Records drawn from a dataset

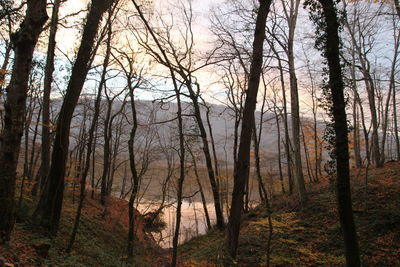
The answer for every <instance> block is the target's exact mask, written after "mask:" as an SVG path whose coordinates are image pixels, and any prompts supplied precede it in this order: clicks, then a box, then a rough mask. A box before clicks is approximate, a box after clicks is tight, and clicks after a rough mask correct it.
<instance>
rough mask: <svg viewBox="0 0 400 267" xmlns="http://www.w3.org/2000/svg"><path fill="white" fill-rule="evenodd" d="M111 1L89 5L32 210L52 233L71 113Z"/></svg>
mask: <svg viewBox="0 0 400 267" xmlns="http://www.w3.org/2000/svg"><path fill="white" fill-rule="evenodd" d="M114 1H115V0H106V1H100V0H92V5H91V8H90V11H89V14H88V16H87V19H86V24H85V27H84V30H83V35H82V41H81V45H80V47H79V51H78V55H77V58H76V61H75V64H74V66H73V68H72V74H71V77H70V80H69V83H68V87H67V92H66V95H65V97H64V101H63V104H62V106H61V110H60V116H59V118H58V121H57V130H56V136H55V140H54V147H53V152H52V160H51V167H50V170H49V178H48V179H47V182H46V185H45V188H44V192H43V194H42V196H41V198H40V201H39V204H38V207H37V212H35V213H36V214H35V217H36V216H39V217H40V224H41V225H42V226H43V227H44V228H46V229H47V230H49V231H50V233H51V234H53V235H55V234H56V233H57V230H58V224H59V220H60V215H61V209H62V201H63V194H64V176H65V169H66V161H67V156H68V146H69V132H70V125H71V120H72V115H73V112H74V110H75V106H76V104H77V102H78V99H79V96H80V93H81V91H82V88H83V84H84V83H85V79H86V75H87V73H88V71H89V67H90V60H91V51H92V49H93V44H94V41H95V37H96V33H97V30H98V28H99V24H100V20H101V17H102V15H103V13H104V12H105V11H106V10H107V9H108V8H109V7H110V6H111V5H112V3H113V2H114Z"/></svg>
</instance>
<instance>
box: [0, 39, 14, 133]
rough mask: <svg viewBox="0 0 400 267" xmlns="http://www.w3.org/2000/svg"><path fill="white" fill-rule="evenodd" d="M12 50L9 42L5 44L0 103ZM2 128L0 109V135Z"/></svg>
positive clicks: (0, 86)
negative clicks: (4, 52) (8, 64)
mask: <svg viewBox="0 0 400 267" xmlns="http://www.w3.org/2000/svg"><path fill="white" fill-rule="evenodd" d="M11 50H12V44H11V42H6V51H5V53H4V61H3V64H2V66H1V69H0V101H1V100H2V99H3V100H4V92H3V86H4V84H5V78H6V73H7V67H8V63H9V62H10V54H11ZM3 128H4V110H2V109H0V135H1V134H2V132H3Z"/></svg>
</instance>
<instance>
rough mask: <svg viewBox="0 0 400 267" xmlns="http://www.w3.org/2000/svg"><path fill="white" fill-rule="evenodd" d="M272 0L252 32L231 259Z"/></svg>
mask: <svg viewBox="0 0 400 267" xmlns="http://www.w3.org/2000/svg"><path fill="white" fill-rule="evenodd" d="M271 2H272V0H266V1H260V6H259V9H258V13H257V19H256V28H255V32H254V43H253V55H252V62H251V67H250V76H249V77H250V79H249V85H248V89H247V94H246V101H245V105H244V110H243V121H242V130H241V135H240V145H239V152H238V158H240V159H241V160H240V161H239V162H238V165H237V167H236V171H235V177H234V179H235V180H234V185H233V192H232V204H231V210H230V214H229V222H228V234H227V238H226V252H227V255H229V256H230V257H232V258H235V257H236V252H237V246H238V241H239V231H240V218H241V213H242V208H243V194H244V187H245V183H246V180H247V178H248V174H249V168H250V162H249V161H250V145H251V137H252V131H253V128H254V127H253V125H254V123H255V122H254V111H255V108H256V102H257V93H258V87H259V84H260V74H261V71H262V63H263V44H264V39H265V24H266V20H267V15H268V13H269V9H270V5H271Z"/></svg>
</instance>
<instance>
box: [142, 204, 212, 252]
mask: <svg viewBox="0 0 400 267" xmlns="http://www.w3.org/2000/svg"><path fill="white" fill-rule="evenodd" d="M159 205H160V203H154V202H152V203H145V202H144V203H141V204H139V206H138V207H137V209H138V210H139V211H140V213H142V214H145V213H146V212H149V211H153V210H156V209H157V208H158V207H159ZM207 210H208V214H209V216H210V220H211V225H214V224H215V220H216V219H215V210H214V205H213V204H211V203H208V204H207ZM162 220H163V221H164V222H165V223H166V225H167V226H166V227H165V229H164V230H162V231H161V233H153V236H154V238H155V239H156V241H157V242H159V244H160V245H161V246H162V247H164V248H169V247H172V239H173V235H174V231H175V221H176V203H169V204H168V203H166V207H165V208H164V209H163V215H162ZM206 232H207V223H206V218H205V214H204V208H203V204H202V203H201V202H197V201H193V202H188V201H183V202H182V216H181V226H180V234H179V243H180V244H182V243H184V242H185V241H187V240H189V239H191V238H193V237H195V236H198V235H202V234H205V233H206Z"/></svg>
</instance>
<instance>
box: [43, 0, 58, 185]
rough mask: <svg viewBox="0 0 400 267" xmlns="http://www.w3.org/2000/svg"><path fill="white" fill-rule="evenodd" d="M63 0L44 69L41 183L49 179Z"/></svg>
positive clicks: (51, 26)
mask: <svg viewBox="0 0 400 267" xmlns="http://www.w3.org/2000/svg"><path fill="white" fill-rule="evenodd" d="M60 3H61V0H55V1H54V4H53V11H52V15H51V22H50V35H49V40H48V46H47V57H46V66H45V69H44V84H43V110H42V153H41V163H40V179H41V182H40V183H41V184H44V183H45V181H46V180H47V176H48V173H49V169H50V146H51V144H50V143H51V138H50V127H51V126H50V92H51V84H52V81H53V72H54V56H55V48H56V33H57V26H58V11H59V8H60Z"/></svg>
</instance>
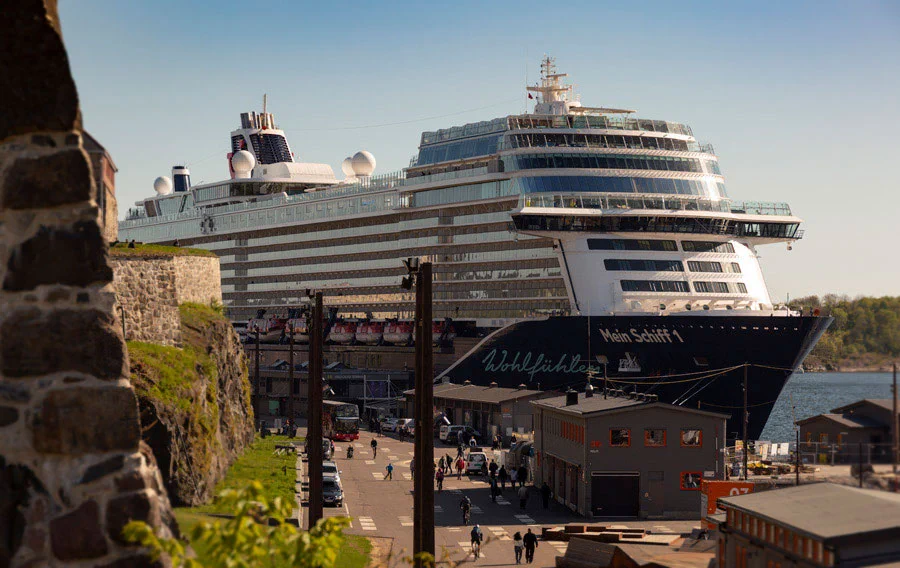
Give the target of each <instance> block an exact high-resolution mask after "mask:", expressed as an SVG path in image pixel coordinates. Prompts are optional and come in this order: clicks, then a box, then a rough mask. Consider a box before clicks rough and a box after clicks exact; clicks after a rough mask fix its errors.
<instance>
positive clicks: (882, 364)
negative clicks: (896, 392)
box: [790, 294, 900, 370]
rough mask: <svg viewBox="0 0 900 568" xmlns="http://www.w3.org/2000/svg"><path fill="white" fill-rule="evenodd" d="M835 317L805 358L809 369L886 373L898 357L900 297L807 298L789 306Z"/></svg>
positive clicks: (807, 297) (830, 294) (796, 302)
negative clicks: (809, 354)
mask: <svg viewBox="0 0 900 568" xmlns="http://www.w3.org/2000/svg"><path fill="white" fill-rule="evenodd" d="M790 305H791V307H792V308H794V309H798V310H799V309H801V308H802V309H803V313H804V314H808V313H809V312H810V310H812V309H815V308H818V309H819V311H820V313H821V314H822V315H830V316H832V317H833V318H834V322H833V323H832V324H831V327H829V328H828V330H827V331H826V332H825V335H823V336H822V339H820V340H819V343H818V345H816V347H815V348H814V349H813V350H812V353H810V355H809V357H808V358H807V362H806V365H805V366H806V368H807V369H808V370H816V369H825V370H875V369H883V370H886V369H887V368H888V366H889V365H890V362H891V361H892V360H896V359H897V358H898V357H900V297H891V296H884V297H881V298H871V297H859V298H850V297H848V296H840V295H837V294H826V295H825V296H822V297H821V298H820V297H819V296H806V297H804V298H797V299H796V300H792V301H791V303H790Z"/></svg>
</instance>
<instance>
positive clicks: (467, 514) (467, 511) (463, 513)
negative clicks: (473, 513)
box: [459, 495, 472, 526]
mask: <svg viewBox="0 0 900 568" xmlns="http://www.w3.org/2000/svg"><path fill="white" fill-rule="evenodd" d="M459 508H460V509H462V512H463V525H466V526H468V524H469V512H470V511H471V510H472V500H471V499H469V497H468V496H466V495H464V496H463V498H462V500H460V502H459Z"/></svg>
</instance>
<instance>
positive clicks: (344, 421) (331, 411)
mask: <svg viewBox="0 0 900 568" xmlns="http://www.w3.org/2000/svg"><path fill="white" fill-rule="evenodd" d="M322 436H324V437H325V438H330V439H332V440H340V441H344V442H346V441H349V440H358V439H359V407H358V406H356V405H355V404H352V403H349V402H338V401H336V400H323V401H322Z"/></svg>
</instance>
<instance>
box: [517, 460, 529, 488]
mask: <svg viewBox="0 0 900 568" xmlns="http://www.w3.org/2000/svg"><path fill="white" fill-rule="evenodd" d="M518 478H519V487H524V486H525V482H526V481H528V468H527V467H525V464H522V465H520V466H519V473H518Z"/></svg>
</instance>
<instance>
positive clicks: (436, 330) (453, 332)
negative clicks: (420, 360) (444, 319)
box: [431, 321, 456, 345]
mask: <svg viewBox="0 0 900 568" xmlns="http://www.w3.org/2000/svg"><path fill="white" fill-rule="evenodd" d="M442 339H443V340H444V341H447V342H450V341H453V340H454V339H456V330H454V329H453V325H452V324H451V323H450V322H448V321H436V322H433V323H432V324H431V342H432V343H433V344H434V345H440V343H441V340H442Z"/></svg>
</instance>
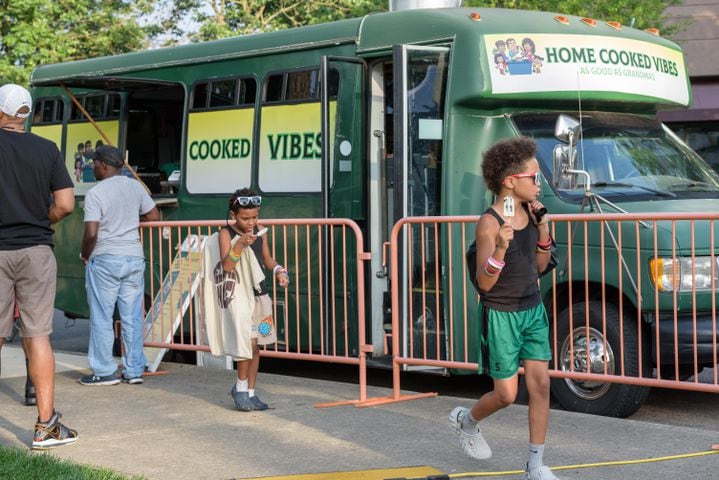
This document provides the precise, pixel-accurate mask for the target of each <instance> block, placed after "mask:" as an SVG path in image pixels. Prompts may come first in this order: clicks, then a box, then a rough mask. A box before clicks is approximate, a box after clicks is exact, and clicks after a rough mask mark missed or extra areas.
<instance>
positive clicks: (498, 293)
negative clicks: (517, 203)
mask: <svg viewBox="0 0 719 480" xmlns="http://www.w3.org/2000/svg"><path fill="white" fill-rule="evenodd" d="M522 207H523V208H524V209H525V211H527V210H528V209H527V206H526V205H525V204H522ZM484 213H488V214H490V215H493V216H494V218H496V219H497V221H498V222H499V226H500V227H501V226H502V225H503V224H504V219H503V218H502V217H501V216H500V215H499V214H498V213H497V212H496V211H495V210H494V209H493V208H492V207H490V208H488V209H487V210H486V211H485V212H484ZM537 240H539V231H538V230H537V226H536V225H535V224H534V223H533V222H532V219H531V218H530V219H529V221H528V222H527V226H526V227H524V228H523V229H522V230H515V231H514V239H513V240H512V241H511V242H509V247H508V248H507V253H505V254H504V264H505V265H504V268H503V269H502V271H501V272H500V274H499V277H498V278H497V283H495V284H494V286H493V287H492V288H491V290H489V291H484V290H481V289H480V291H479V298H480V301H481V302H482V305H486V306H487V307H489V308H493V309H495V310H500V311H503V312H518V311H521V310H527V309H528V308H532V307H536V306H537V305H539V303H540V302H541V301H542V298H541V296H540V294H539V285H538V284H537V280H538V279H539V275H538V274H537V254H536V247H537ZM480 268H484V267H483V266H480Z"/></svg>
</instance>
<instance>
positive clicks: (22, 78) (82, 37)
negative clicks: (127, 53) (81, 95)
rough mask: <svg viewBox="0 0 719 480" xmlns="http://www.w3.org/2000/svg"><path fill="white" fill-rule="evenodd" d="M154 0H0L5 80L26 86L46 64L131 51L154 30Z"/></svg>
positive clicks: (3, 69)
mask: <svg viewBox="0 0 719 480" xmlns="http://www.w3.org/2000/svg"><path fill="white" fill-rule="evenodd" d="M153 3H154V2H153V1H152V0H140V1H137V2H136V1H131V0H130V1H128V0H104V1H103V0H0V84H4V83H7V82H13V83H18V84H22V85H25V84H27V82H28V80H29V78H30V72H31V71H32V69H33V68H34V67H35V66H37V65H40V64H47V63H56V62H64V61H68V60H77V59H82V58H88V57H95V56H100V55H114V54H117V53H125V52H131V51H135V50H139V49H142V48H144V47H146V46H147V42H148V37H149V36H150V35H152V31H151V29H146V28H143V27H141V26H140V25H139V23H138V21H137V18H138V17H139V15H141V14H143V13H148V12H150V11H151V9H152V4H153Z"/></svg>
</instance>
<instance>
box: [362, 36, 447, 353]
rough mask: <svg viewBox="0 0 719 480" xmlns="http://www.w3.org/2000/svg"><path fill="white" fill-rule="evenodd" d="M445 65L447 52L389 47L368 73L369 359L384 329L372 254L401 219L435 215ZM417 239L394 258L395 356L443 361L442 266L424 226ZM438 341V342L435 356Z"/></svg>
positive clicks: (436, 207) (406, 232) (442, 116)
mask: <svg viewBox="0 0 719 480" xmlns="http://www.w3.org/2000/svg"><path fill="white" fill-rule="evenodd" d="M448 65H449V48H448V47H428V46H410V45H396V46H395V47H394V52H393V57H392V59H391V60H389V59H387V60H385V61H383V62H379V63H376V64H374V65H373V68H372V73H371V76H372V100H371V109H370V111H371V113H370V128H371V131H372V137H371V138H372V148H371V149H370V150H371V153H370V157H371V158H370V178H371V184H370V193H369V195H370V202H369V204H370V218H371V227H370V232H371V234H370V237H371V240H370V243H371V247H372V252H373V253H375V254H374V255H373V257H372V267H373V268H372V272H373V275H372V280H371V282H372V287H371V290H372V309H373V318H374V319H375V322H374V325H373V342H374V346H375V352H377V351H378V350H379V349H381V348H384V345H383V344H378V341H377V340H378V337H379V340H380V342H381V341H382V336H379V335H378V334H382V335H383V334H385V333H388V332H389V331H390V329H391V328H390V327H391V317H390V314H391V308H390V305H391V303H390V297H389V289H390V285H389V279H390V277H389V274H388V273H389V272H388V267H387V266H385V267H384V268H383V266H382V263H381V262H382V258H381V257H382V255H380V254H379V253H380V252H382V251H383V250H382V249H383V245H384V244H386V243H387V242H389V241H390V235H391V232H392V227H393V225H394V224H395V223H396V222H397V221H399V220H400V219H401V218H404V217H410V216H412V217H414V216H429V215H440V214H441V212H442V209H441V178H442V177H441V173H442V152H443V145H442V138H443V130H444V128H443V127H444V123H443V122H444V99H445V94H446V84H447V73H448ZM407 232H408V230H405V232H403V234H406V233H407ZM424 233H425V234H424V242H422V241H420V235H421V228H420V227H417V226H415V227H414V228H412V235H413V241H412V249H411V250H412V251H410V249H408V248H407V247H406V244H405V242H401V245H402V247H401V249H400V251H399V252H398V255H399V258H398V261H399V265H400V267H399V268H400V277H399V284H400V286H399V287H398V288H400V292H399V295H400V319H401V320H400V330H401V331H400V332H397V333H398V334H399V335H400V345H401V348H402V352H401V353H402V355H405V356H409V355H411V356H413V357H415V358H423V357H425V356H426V357H427V358H443V356H444V350H445V348H446V347H445V342H444V325H443V324H442V322H441V321H440V320H441V318H442V315H441V311H442V308H443V307H442V302H441V296H442V292H441V285H442V281H441V276H442V265H437V264H436V263H437V262H436V261H435V260H434V259H435V251H439V252H441V251H442V249H441V245H436V244H435V236H434V232H433V231H430V227H426V228H425V232H424ZM436 247H437V248H438V250H435V248H436ZM423 251H424V252H423ZM387 253H389V252H388V251H387ZM423 253H424V255H423ZM423 259H424V260H423ZM386 263H389V260H387V262H386ZM407 265H409V266H410V268H406V266H407ZM422 272H424V276H423V275H422ZM437 272H439V275H437ZM437 277H439V278H437ZM422 284H424V288H422V287H423V285H422ZM423 296H424V298H423ZM410 324H411V328H410ZM410 332H411V333H410ZM437 335H440V337H441V338H440V342H439V343H440V350H441V351H440V352H437V344H438V341H437V337H436V336H437ZM410 337H412V338H411V339H410ZM410 340H411V341H410ZM425 345H426V349H425Z"/></svg>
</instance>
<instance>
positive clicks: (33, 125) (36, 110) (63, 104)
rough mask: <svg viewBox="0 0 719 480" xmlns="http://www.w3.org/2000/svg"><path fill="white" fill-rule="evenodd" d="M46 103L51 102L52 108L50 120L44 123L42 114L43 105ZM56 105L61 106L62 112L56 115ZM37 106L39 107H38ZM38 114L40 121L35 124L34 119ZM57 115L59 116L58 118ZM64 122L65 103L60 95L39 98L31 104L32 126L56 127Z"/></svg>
mask: <svg viewBox="0 0 719 480" xmlns="http://www.w3.org/2000/svg"><path fill="white" fill-rule="evenodd" d="M47 102H53V107H52V120H50V121H45V119H44V112H45V104H46V103H47ZM58 104H60V105H62V111H61V112H59V113H58ZM38 105H40V106H39V107H38ZM38 112H40V121H38V122H36V121H35V117H36V115H37V113H38ZM58 114H59V115H60V116H59V118H58ZM64 120H65V101H64V99H63V98H62V96H60V95H52V96H49V97H40V98H38V99H37V100H35V101H34V102H33V115H32V123H31V125H32V126H35V127H37V126H44V125H57V124H62V123H63V121H64Z"/></svg>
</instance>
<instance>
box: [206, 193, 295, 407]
mask: <svg viewBox="0 0 719 480" xmlns="http://www.w3.org/2000/svg"><path fill="white" fill-rule="evenodd" d="M261 203H262V197H260V196H259V195H257V193H255V192H254V191H252V190H251V189H249V188H243V189H241V190H236V191H235V193H233V194H232V196H231V197H230V201H229V216H230V218H231V219H232V220H234V223H230V222H228V225H227V226H225V227H224V228H222V230H220V232H219V238H218V241H219V244H220V245H219V246H220V259H221V265H222V269H223V271H224V273H225V274H229V273H231V272H235V270H236V269H240V268H243V266H246V265H247V263H246V262H244V261H241V260H242V258H243V253H244V252H248V251H251V253H252V255H253V257H254V259H256V260H257V263H259V266H260V268H261V269H262V270H266V269H267V270H270V269H271V270H272V274H273V276H274V277H275V280H276V281H277V283H278V284H279V286H280V287H283V288H287V286H288V285H289V283H290V277H289V275H288V274H287V270H286V269H285V268H284V267H283V266H282V265H280V264H279V263H278V262H277V260H275V259H274V258H273V257H272V255H270V247H269V244H268V241H267V237H266V236H263V235H262V234H259V235H258V233H260V232H261V230H262V226H261V225H260V224H259V216H260V205H261ZM248 249H249V250H248ZM247 255H249V254H247ZM247 255H245V257H246V258H248V257H247ZM249 258H250V259H252V257H249ZM237 274H238V275H239V277H240V278H242V275H241V274H242V272H237ZM233 288H234V289H237V288H241V286H240V285H238V283H234V284H233ZM251 288H252V287H251ZM268 293H269V291H268V289H267V282H265V281H262V282H260V283H259V290H255V291H254V306H253V307H252V308H251V310H250V311H251V312H252V315H251V318H235V319H234V320H235V321H236V322H246V323H250V324H251V325H250V328H249V330H250V337H249V338H250V342H251V348H252V357H251V358H249V359H243V360H239V361H238V362H237V381H236V383H235V385H233V386H232V389H231V390H230V395H231V396H232V399H233V400H234V402H235V407H236V408H237V409H238V410H240V411H243V412H249V411H252V410H267V408H268V405H267V404H266V403H265V402H263V401H262V400H260V398H259V397H258V396H257V394H256V392H255V384H256V382H257V372H258V370H259V367H260V350H259V346H258V345H269V344H271V343H274V342H275V341H276V339H275V328H274V325H273V323H272V300H271V299H270V296H269V294H268ZM228 294H229V295H230V296H234V293H233V292H231V291H230V292H225V295H228ZM226 298H229V297H226Z"/></svg>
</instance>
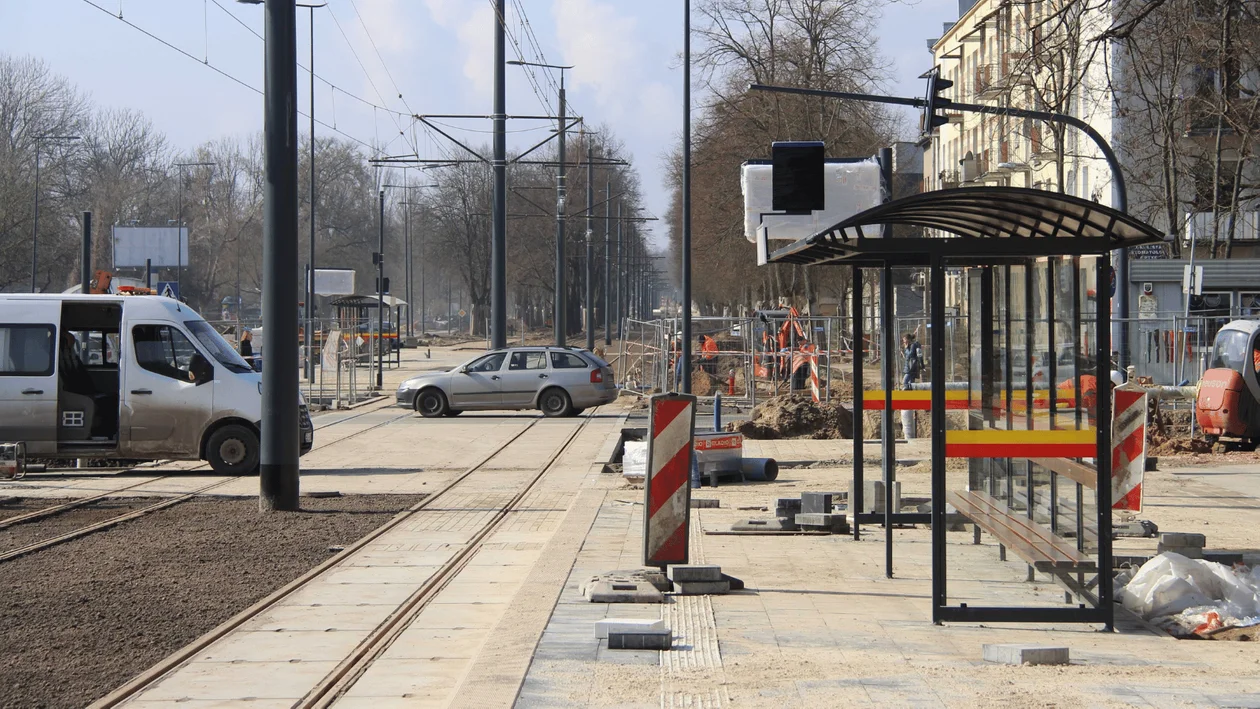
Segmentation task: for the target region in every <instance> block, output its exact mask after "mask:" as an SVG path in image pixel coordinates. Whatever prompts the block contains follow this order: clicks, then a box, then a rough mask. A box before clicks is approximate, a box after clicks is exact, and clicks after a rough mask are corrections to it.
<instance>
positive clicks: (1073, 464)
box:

- What to work on:
In the entries above, how many lines contain the word "approximate"? Answer with the number only.

- Answer for the task:
3